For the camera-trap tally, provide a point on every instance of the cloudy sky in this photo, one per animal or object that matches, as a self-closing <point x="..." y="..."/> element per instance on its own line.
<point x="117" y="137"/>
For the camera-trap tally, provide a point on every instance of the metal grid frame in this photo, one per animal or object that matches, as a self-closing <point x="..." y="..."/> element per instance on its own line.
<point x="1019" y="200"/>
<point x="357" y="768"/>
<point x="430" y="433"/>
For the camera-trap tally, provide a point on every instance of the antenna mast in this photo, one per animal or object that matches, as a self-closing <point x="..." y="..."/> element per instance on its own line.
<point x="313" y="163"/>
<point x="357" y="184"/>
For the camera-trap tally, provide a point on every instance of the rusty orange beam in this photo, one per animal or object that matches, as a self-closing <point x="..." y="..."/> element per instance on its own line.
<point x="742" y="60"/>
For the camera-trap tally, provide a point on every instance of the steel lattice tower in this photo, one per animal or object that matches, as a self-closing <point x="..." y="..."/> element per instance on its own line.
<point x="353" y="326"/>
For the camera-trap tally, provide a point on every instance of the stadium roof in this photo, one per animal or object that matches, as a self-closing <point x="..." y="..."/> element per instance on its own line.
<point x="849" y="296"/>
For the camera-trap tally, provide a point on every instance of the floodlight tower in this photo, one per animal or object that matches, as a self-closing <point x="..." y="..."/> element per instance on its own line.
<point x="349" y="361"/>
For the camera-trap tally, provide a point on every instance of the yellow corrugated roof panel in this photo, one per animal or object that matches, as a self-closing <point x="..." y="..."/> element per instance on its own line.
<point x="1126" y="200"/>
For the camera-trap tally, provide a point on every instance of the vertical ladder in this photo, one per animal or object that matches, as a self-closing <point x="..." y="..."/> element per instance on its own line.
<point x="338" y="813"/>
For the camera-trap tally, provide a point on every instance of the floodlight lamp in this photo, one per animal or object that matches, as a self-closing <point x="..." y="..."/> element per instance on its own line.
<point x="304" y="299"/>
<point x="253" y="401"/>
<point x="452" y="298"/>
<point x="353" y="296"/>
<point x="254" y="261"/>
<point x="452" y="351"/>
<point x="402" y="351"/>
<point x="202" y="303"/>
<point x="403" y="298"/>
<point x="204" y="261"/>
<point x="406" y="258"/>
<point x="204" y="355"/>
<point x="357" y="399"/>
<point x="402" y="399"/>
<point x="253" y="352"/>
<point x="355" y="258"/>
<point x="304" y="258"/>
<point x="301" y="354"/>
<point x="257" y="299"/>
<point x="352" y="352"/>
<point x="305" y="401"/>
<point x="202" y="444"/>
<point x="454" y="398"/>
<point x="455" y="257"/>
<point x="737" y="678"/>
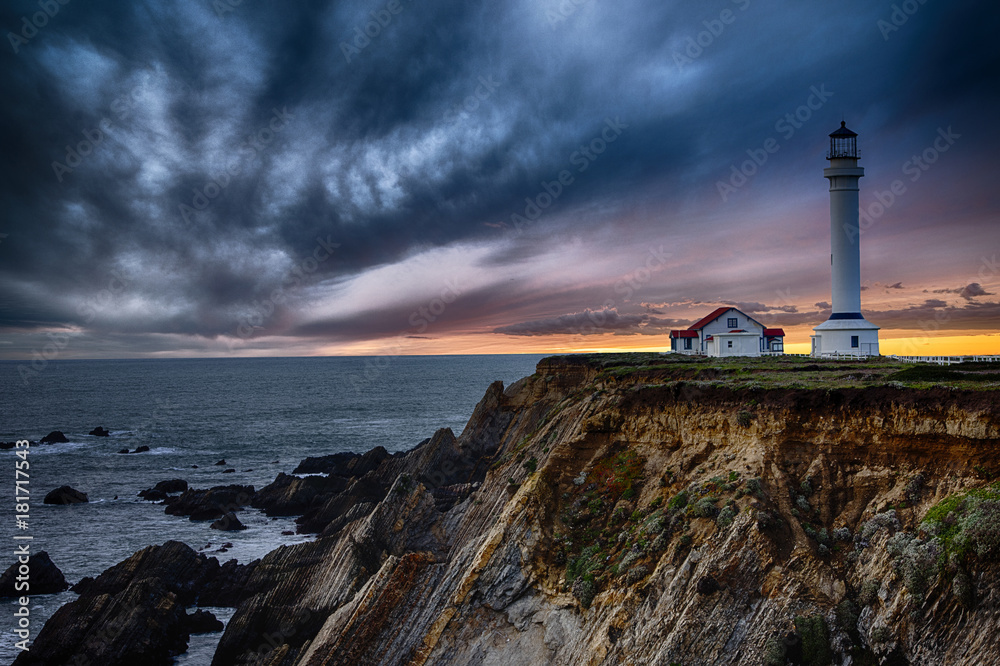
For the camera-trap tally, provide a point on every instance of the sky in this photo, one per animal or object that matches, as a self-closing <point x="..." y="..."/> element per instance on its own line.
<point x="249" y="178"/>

┄┄┄┄┄┄┄┄┄┄

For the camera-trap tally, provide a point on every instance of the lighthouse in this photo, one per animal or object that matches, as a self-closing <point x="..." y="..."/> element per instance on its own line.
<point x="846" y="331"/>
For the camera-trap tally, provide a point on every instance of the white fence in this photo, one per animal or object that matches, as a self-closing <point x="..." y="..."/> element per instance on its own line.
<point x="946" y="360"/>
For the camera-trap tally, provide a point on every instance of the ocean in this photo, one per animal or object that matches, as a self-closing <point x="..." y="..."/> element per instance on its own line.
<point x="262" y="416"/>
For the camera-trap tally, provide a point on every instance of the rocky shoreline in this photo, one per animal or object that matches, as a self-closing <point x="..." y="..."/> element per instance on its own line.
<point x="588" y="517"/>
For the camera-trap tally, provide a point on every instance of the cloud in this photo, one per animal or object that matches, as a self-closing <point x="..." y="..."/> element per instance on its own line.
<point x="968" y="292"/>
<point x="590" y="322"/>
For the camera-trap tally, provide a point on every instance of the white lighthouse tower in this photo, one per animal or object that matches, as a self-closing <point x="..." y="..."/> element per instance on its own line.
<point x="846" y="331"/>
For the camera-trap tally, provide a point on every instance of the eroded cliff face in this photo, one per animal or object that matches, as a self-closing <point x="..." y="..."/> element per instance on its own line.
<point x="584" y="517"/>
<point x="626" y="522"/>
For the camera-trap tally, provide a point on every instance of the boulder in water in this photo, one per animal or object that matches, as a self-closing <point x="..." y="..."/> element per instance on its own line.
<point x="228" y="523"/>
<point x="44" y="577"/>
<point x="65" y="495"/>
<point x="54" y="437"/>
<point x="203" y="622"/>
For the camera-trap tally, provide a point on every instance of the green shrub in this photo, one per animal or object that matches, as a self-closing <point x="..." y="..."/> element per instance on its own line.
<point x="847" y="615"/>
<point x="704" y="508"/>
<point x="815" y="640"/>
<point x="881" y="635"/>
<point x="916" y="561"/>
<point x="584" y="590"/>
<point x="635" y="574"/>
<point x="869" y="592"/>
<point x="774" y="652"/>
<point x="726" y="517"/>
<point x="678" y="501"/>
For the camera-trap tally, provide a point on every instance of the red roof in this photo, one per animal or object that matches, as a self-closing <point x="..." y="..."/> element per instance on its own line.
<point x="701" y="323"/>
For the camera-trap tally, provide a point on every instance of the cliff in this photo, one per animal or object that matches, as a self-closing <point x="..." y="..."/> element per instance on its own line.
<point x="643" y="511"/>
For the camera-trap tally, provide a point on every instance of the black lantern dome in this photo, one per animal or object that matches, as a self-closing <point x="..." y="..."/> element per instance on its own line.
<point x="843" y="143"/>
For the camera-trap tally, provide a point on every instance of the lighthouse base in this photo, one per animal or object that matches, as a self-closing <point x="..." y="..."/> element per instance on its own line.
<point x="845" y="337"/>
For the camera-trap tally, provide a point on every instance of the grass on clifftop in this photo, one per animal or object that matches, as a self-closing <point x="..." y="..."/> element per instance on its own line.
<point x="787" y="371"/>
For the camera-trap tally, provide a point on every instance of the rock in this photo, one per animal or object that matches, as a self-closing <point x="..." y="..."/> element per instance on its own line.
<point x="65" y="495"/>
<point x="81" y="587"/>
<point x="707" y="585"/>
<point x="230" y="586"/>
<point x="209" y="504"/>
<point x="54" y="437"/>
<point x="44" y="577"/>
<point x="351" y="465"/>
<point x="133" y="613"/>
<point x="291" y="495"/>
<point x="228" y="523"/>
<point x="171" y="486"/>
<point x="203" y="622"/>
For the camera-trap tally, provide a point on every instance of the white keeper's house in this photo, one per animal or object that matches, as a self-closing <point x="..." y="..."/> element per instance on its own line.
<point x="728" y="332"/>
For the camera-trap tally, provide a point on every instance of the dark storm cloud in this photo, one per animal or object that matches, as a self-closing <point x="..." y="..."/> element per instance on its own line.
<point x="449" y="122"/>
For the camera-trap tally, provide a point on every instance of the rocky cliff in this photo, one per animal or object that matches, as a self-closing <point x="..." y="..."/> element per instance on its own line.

┄┄┄┄┄┄┄┄┄┄

> Task prompt: Rewrite the data from the line containing "the lighthouse base" through the line containing "the rocky cliff", changing "camera-trap tally" to "site survey" and keeping everything else the same.

> Finished answer:
For the site survey, provide a point on every instance of the lighthouse base in this photo, one per animal or object that matches, as a self-closing <point x="..." y="..."/> element per instance on its own line.
<point x="845" y="337"/>
For the site survey, provide a point on every instance of the grass on clifftop in this photo, one per animal or object that matches, as a self-closing <point x="..." y="..."/> element per instance on its own line.
<point x="787" y="371"/>
For the site survey, provide a point on every instance of the rock in this photo, one per animal or object that matches, as a self-closing <point x="..." y="..."/> element per instance on its own line.
<point x="65" y="495"/>
<point x="81" y="587"/>
<point x="707" y="585"/>
<point x="230" y="586"/>
<point x="209" y="504"/>
<point x="54" y="437"/>
<point x="44" y="577"/>
<point x="351" y="465"/>
<point x="133" y="613"/>
<point x="291" y="495"/>
<point x="228" y="523"/>
<point x="171" y="486"/>
<point x="203" y="622"/>
For the site survey, provide a point on every instance of the white keeper's house in this photo, one per animal or object that matches, as a self-closing <point x="..." y="..."/> element per instance on its own line.
<point x="728" y="332"/>
For the site survey, provide a point on every instance of the dark storm cloud in this photo, one per animal or object that matches, as a self-closing <point x="..." y="..."/> element per instance on its own line.
<point x="449" y="122"/>
For the site survey, provide a point on every instance of the rocky cliff in this photo, one per animal or object that matches, as a self-closing <point x="..." y="..."/> element per instance on its own line.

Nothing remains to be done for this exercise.